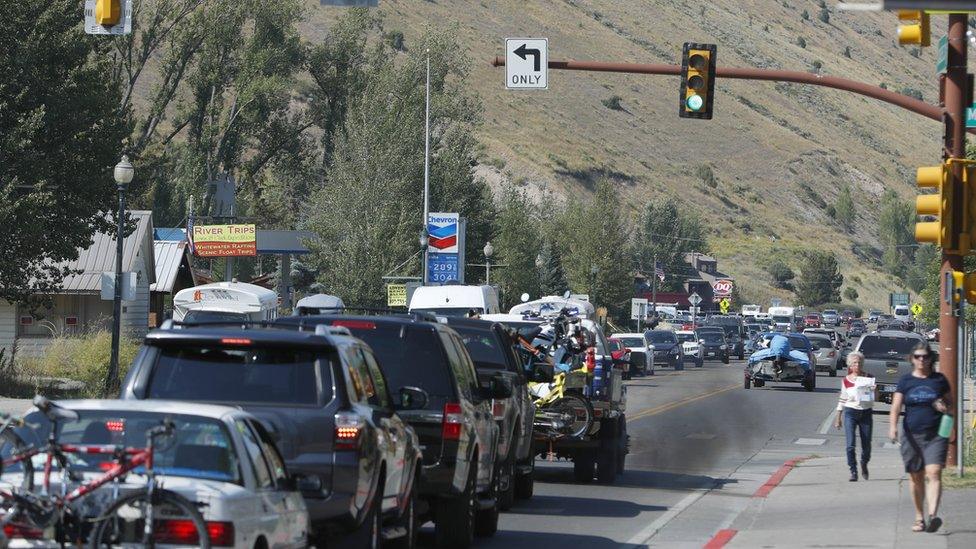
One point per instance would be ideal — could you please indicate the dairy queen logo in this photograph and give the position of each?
(723, 287)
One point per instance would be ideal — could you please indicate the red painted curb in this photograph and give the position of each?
(720, 539)
(777, 477)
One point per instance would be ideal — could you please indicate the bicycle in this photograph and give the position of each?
(129, 520)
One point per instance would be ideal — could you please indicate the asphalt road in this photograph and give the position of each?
(700, 446)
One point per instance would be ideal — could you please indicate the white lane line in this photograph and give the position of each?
(640, 540)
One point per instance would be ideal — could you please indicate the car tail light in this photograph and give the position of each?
(22, 531)
(348, 428)
(453, 419)
(355, 324)
(498, 408)
(183, 532)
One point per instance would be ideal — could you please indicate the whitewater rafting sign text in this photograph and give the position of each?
(224, 240)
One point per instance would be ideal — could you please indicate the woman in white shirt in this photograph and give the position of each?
(854, 413)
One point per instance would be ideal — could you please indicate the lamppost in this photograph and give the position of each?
(489, 250)
(123, 176)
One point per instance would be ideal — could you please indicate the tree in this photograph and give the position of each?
(60, 135)
(844, 209)
(517, 245)
(895, 230)
(669, 232)
(820, 280)
(782, 275)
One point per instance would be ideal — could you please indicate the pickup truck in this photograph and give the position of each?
(886, 358)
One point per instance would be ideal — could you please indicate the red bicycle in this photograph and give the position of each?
(130, 519)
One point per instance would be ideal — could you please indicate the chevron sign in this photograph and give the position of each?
(442, 229)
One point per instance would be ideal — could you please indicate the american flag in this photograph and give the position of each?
(659, 272)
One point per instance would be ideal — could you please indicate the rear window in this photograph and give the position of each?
(410, 356)
(200, 448)
(247, 375)
(887, 347)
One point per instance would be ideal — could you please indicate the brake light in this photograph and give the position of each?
(183, 532)
(453, 419)
(347, 430)
(22, 531)
(498, 408)
(355, 324)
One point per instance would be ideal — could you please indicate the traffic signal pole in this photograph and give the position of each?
(955, 147)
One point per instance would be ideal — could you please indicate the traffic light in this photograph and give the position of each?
(916, 31)
(938, 232)
(108, 13)
(697, 80)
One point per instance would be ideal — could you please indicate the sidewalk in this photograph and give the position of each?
(816, 506)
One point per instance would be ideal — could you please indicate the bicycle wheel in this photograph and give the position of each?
(14, 474)
(124, 523)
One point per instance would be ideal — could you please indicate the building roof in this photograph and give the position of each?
(100, 256)
(169, 255)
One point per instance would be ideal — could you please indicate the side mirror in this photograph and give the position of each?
(413, 398)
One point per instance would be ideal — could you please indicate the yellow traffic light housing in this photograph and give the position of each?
(108, 13)
(917, 31)
(939, 205)
(697, 80)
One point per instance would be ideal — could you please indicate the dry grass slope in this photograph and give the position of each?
(779, 152)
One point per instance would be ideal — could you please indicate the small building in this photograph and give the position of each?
(77, 307)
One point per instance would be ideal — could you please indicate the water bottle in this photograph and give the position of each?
(945, 426)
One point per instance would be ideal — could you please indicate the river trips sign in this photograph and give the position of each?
(224, 240)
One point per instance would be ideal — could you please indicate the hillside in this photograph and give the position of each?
(779, 152)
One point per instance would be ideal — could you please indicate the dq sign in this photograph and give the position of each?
(723, 287)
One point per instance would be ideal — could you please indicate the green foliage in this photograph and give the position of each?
(596, 235)
(60, 134)
(668, 231)
(819, 281)
(844, 209)
(516, 242)
(782, 275)
(368, 212)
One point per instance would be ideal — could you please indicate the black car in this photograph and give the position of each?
(457, 431)
(667, 348)
(713, 344)
(325, 401)
(491, 346)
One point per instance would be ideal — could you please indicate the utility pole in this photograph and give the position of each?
(956, 93)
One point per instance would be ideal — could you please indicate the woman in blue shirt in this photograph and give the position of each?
(923, 394)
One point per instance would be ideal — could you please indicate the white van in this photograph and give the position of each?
(455, 300)
(225, 301)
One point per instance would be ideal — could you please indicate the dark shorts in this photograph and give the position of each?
(922, 450)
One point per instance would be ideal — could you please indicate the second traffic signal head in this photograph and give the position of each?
(697, 80)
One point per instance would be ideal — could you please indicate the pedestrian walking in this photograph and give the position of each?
(924, 394)
(855, 409)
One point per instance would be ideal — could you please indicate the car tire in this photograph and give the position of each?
(583, 463)
(455, 522)
(525, 483)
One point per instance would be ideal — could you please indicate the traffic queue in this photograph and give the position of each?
(332, 427)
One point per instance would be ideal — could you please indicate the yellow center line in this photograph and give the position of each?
(672, 405)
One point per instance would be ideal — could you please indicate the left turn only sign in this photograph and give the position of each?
(527, 63)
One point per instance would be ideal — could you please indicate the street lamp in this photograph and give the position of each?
(123, 176)
(489, 250)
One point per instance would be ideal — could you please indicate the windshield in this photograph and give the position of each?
(896, 348)
(661, 337)
(213, 316)
(200, 448)
(238, 375)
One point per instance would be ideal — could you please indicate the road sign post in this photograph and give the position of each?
(527, 63)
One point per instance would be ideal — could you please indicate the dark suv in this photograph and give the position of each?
(490, 345)
(457, 431)
(325, 401)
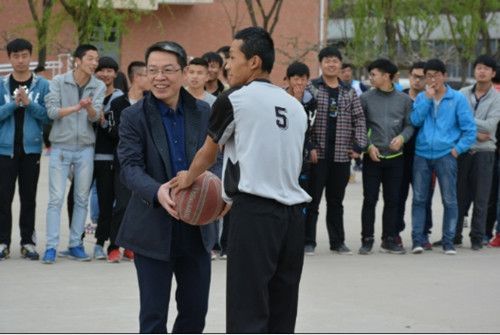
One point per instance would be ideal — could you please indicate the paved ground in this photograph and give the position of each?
(377, 293)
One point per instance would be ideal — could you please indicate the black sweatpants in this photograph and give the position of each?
(105, 181)
(492, 203)
(389, 174)
(26, 167)
(190, 264)
(122, 197)
(265, 258)
(333, 177)
(474, 176)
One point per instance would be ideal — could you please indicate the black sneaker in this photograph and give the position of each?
(391, 247)
(28, 251)
(476, 246)
(4, 252)
(457, 243)
(366, 246)
(342, 250)
(438, 243)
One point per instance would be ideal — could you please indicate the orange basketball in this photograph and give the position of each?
(202, 202)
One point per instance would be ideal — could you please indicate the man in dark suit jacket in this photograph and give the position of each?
(159, 136)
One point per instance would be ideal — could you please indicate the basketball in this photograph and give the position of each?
(201, 203)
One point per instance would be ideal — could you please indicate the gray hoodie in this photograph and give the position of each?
(73, 131)
(387, 116)
(486, 115)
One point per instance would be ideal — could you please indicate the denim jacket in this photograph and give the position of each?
(34, 118)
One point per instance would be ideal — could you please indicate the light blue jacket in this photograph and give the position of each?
(35, 115)
(73, 131)
(443, 127)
★ ★ ★ ★ ★ ★ ★
**Exercise goal**
What's needed here is an exact repeat of all the records above, pictures excluded.

**Task output**
One point per instance would be ideal — could you please indicate the dairy queen logo in this photograph and give the position of each?
(723, 287)
One point per instance would be ideal — could you please indicate the red painted curb in this photograph and give the position of each?
(720, 539)
(777, 477)
One point per instance would be ideal — could you please indicate the bicycle in this photograph and give the position of each?
(129, 520)
One point per instance would be ideal — could you please indicate the asphalt road in this photograph and give the position of each?
(700, 446)
One point per instance would be ideal — could you please indicate the white lane line in this photograph and give the position of each?
(640, 540)
One point per instance would be ideal — could you please indicate the car tail light in this photograph and give the position of each?
(22, 531)
(348, 428)
(453, 419)
(355, 324)
(498, 408)
(183, 532)
One point per instance would be ideal — could you please indicate the whitewater rafting sign text in this photograph and give the position of each?
(224, 240)
One point per instance would be ideal — could you please indicate the woman in white shirt in this photograph and give the position of each?
(854, 413)
One point per instance would be ideal — could you please indicate the lamppost in this photograph and give the position of each?
(489, 250)
(123, 176)
One point per instance would be ideal — could you please indicate the tree in this photograph and give the position of each?
(60, 135)
(844, 209)
(517, 245)
(895, 230)
(669, 232)
(820, 280)
(782, 275)
One point per instance would be ideal — could you please indicate the pickup truck in this photograph and give the position of each?
(886, 358)
One point per instance would be ideal — could you please indicate the red bicycle in this photograph and give the position of each?
(130, 519)
One point per instance would be ideal — could you please indicate the chevron sign in this photograph and give the position of each?
(442, 229)
One point per instance would be ideal — could you please indicate the american flag in this photograph and give the position of each?
(659, 272)
One point per instance would be ideal — could you please indicate the rear window in this photograph and give the position of each?
(410, 356)
(200, 448)
(247, 375)
(887, 347)
One point per instance would be ideal — could you please indicate the brake light in this photograph and give the position of each?
(183, 532)
(453, 419)
(347, 430)
(22, 531)
(498, 408)
(355, 324)
One point per instance would be ideal — could you please indicate the traffic signal pole in this photograph and give the position of each?
(955, 147)
One point per instance would be ideal — could you please indicate the traffic light in this photograph and give the position of each?
(916, 31)
(938, 232)
(108, 13)
(697, 80)
One point per instance would be ideal — could you please indicate the sidewalk in this photograph and give the position of each?
(816, 506)
One point per instance would be ideal — could you please indicate the bicycle wheel in this photograph and give the position of each?
(14, 474)
(124, 523)
One point per instance would be ideal — could you please indicate the building roof in this photograph and give the position of each?
(100, 256)
(169, 255)
One point per instance would be ideal — could you please indicate the side mirror in this photograph and give the position of each?
(413, 398)
One point per instance would be ideal — could you please indicate the yellow traffic light housing in this photograph and give the position of each?
(108, 13)
(917, 31)
(939, 205)
(697, 80)
One point per instance would be ideal — could you please indicate the dry grass slope in this photograph and give the position of each?
(779, 152)
One point per instance would be ideal — could you please indicate the small building in this photograph and give the position of each?
(77, 307)
One point per instance would be ideal — could you please indicate the water bottle in this photograph and give the position of each?
(945, 426)
One point per instance would be ideal — could you please indicate the river trips sign in this photograph and give the position of each?
(224, 240)
One point per instance would be ideal — could you please indicate the hillside in this photograph and give the position of each?
(779, 152)
One point per instance would be ideal — could you please indicate the dq sign in this photograph and give the position of each?
(723, 287)
One point per instance would be ideal — could you please indicate the green foliage in this photograph and give the position of each?
(596, 235)
(60, 134)
(668, 231)
(819, 281)
(844, 209)
(516, 242)
(782, 275)
(368, 212)
One point per instance would be ideal — could you please indicate the black car in this photograph and give the position of each?
(457, 431)
(667, 348)
(713, 344)
(325, 401)
(491, 346)
One point per instance would be ideal — could you please indicate the utility pole in this photograph and give the position of each?
(956, 93)
One point per instance would be ideal — could you please indicate the woman in blue shirt in this photograph and give the position of each?
(923, 394)
One point per instance would be ideal — could you please indicate the white van in this photograph and give the position of each?
(455, 300)
(225, 301)
One point per instance would be ideal — could you please indicate the dark shorts in this photograph and give the position of each?
(922, 450)
One point per instance would be ideal — could you please indicate the second traffic signal head in this photograph and give the position of each?
(697, 80)
One point per instance would be ideal — could you please indicate the pedestrian walking in this photograph and give the position of each?
(924, 394)
(855, 409)
One point per instance would be ideal — could you please indicate the car tire in this photograph and give the position of each?
(583, 463)
(455, 522)
(525, 483)
One point per instance would be ideal — could you please indicate the traffic queue in this photograph and give the position of each?
(332, 427)
One point per instance would be ideal — could you please indicate the yellow center line in this photograph and give the position of each?
(672, 405)
One point per instance would be ideal — could you please indicate the left turn only sign in this photograph and give the position of each?
(527, 63)
One point per instance would be ideal — could you please indicate the street lamp in this photograph and give the position of each?
(123, 176)
(489, 250)
One point per instance would be ideal — could you please indicate the windshield in this photograph and give the position of each?
(896, 348)
(661, 337)
(213, 316)
(200, 448)
(238, 375)
One point per instance would be ideal — could you please indicate the road sign post in this photograph and give the position of each?
(527, 63)
One point per instance would be ideal — could you please indicate the dark suv in this photograph and give the position of each?
(490, 345)
(457, 431)
(325, 401)
One point per instance would be ideal — could you please indicate the paved ground in this photograph and give the position of each?
(377, 293)
One point per instance would be ideal — could you please indicate the black sweatpants in this photograph and give the position of each?
(105, 181)
(492, 203)
(389, 174)
(26, 167)
(190, 264)
(122, 197)
(265, 258)
(333, 177)
(474, 176)
One point per instance would be ideal — could you please indicate the black sneaker in this photograph and give the position of each?
(391, 247)
(28, 251)
(476, 246)
(4, 252)
(457, 243)
(366, 246)
(342, 250)
(438, 243)
One point per instance would be ideal — could you please indicate the orange basketball in this photograph and give the position of each?
(202, 202)
One point per instance would be ideal — could you please indicate the man in dark suit jacket in this photograph and give the position of each?
(159, 136)
One point per instance would be ideal — could you please indicate the basketball in this photograph and give the position of each?
(201, 203)
One point per instance would be ideal — could you please indicate the gray hoodie in this photograph and give the position of each?
(73, 131)
(387, 116)
(486, 115)
One point per instance would be ideal — could you please indicate the denim jacket in this photograph and give the position of each?
(34, 118)
One point per instance would be ideal — could you please indicate the light blue jacket in this photograph and give the position of each?
(35, 115)
(73, 131)
(443, 127)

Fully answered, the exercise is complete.